What you need to do —
Retype the records that follow, every line exactly as written.

Information provided —
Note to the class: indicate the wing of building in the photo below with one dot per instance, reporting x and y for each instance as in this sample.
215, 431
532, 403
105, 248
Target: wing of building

Task answer —
Note to the class: indicate the wing of building in the photo below with one dot per instance, reporting x and y for each instance as in this sample.
215, 431
532, 403
105, 248
Target: wing of building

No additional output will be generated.